▸ **WHAT YOU HAVE TO DO**:
Copy the lines from the one containing "Question: Identify the bounding box of the wooden" through the end of the records, changing "wooden pergola" to "stone archway" and keeping everything else the same.

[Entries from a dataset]
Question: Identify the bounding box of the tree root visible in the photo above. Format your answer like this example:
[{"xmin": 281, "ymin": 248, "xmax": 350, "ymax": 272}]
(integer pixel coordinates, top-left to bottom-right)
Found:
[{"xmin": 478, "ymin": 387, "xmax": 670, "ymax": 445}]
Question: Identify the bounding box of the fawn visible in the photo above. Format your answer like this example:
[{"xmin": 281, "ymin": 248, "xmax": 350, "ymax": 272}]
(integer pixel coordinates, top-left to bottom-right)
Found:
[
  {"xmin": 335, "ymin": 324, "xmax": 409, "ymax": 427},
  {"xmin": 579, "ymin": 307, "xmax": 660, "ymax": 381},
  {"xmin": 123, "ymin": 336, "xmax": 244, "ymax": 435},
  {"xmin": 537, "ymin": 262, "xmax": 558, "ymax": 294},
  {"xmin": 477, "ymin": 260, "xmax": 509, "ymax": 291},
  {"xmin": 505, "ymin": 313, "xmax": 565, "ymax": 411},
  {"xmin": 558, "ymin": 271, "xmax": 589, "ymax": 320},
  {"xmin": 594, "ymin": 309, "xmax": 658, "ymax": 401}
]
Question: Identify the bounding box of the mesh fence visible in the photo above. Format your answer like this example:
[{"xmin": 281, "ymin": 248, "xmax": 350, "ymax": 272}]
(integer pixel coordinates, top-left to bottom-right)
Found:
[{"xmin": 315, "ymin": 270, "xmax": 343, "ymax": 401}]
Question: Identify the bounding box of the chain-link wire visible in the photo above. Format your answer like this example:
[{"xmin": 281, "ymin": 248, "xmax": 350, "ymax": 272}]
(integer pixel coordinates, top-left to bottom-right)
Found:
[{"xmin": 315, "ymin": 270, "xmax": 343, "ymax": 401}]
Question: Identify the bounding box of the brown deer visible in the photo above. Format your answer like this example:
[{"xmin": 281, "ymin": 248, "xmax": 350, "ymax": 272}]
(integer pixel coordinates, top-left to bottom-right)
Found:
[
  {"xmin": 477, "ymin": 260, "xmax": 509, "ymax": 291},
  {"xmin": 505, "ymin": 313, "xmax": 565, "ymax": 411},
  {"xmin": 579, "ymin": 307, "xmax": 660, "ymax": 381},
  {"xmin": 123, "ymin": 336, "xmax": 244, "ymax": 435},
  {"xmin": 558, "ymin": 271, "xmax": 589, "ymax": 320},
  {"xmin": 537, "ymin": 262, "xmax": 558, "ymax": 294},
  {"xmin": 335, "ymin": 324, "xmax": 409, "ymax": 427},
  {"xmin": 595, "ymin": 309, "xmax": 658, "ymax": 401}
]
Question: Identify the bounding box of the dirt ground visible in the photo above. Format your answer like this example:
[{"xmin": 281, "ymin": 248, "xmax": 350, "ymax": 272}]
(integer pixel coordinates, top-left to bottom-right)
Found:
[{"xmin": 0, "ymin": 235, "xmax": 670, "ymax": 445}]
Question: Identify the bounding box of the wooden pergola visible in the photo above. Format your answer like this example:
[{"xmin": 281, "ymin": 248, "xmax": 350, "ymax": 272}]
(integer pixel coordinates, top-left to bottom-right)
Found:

▸ **FULL RESPONSE**:
Question: Identify the bounding box of the stone archway visible in the photo above. Format your answer like this example:
[{"xmin": 281, "ymin": 248, "xmax": 350, "ymax": 272}]
(integer pixel coordinates, top-left to bottom-right)
Found:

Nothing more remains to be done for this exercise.